Task instructions = Throughout the records below, find the lines with the string "query" and give how many there are, nothing else.

╭─ Records

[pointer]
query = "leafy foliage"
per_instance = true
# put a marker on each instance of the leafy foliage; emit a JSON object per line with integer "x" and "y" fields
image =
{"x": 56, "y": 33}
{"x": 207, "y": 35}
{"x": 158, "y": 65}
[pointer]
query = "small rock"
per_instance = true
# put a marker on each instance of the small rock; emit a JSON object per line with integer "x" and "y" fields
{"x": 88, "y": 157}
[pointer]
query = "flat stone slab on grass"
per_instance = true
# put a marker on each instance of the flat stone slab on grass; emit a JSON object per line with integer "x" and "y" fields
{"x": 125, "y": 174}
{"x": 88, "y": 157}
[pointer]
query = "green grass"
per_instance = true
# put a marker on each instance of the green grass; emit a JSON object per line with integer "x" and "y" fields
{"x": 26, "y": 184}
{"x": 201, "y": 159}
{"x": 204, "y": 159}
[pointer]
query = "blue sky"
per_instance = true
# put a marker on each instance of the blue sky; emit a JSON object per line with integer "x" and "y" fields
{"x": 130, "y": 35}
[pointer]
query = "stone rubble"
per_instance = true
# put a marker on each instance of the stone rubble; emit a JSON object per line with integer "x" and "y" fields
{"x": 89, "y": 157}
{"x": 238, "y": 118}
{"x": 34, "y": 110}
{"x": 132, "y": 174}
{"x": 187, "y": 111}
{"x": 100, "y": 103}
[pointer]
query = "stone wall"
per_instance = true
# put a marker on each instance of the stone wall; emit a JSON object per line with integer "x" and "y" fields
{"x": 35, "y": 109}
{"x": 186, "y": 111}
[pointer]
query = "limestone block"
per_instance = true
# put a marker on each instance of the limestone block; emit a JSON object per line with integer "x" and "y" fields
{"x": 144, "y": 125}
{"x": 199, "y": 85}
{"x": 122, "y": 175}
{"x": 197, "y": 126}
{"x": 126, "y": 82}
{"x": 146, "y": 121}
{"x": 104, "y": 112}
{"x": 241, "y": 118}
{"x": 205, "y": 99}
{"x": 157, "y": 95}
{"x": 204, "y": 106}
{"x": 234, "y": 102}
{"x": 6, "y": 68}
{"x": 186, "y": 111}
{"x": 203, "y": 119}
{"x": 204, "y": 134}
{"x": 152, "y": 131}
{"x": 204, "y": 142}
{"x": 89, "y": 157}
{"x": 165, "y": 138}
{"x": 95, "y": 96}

╰─

Answer section = 8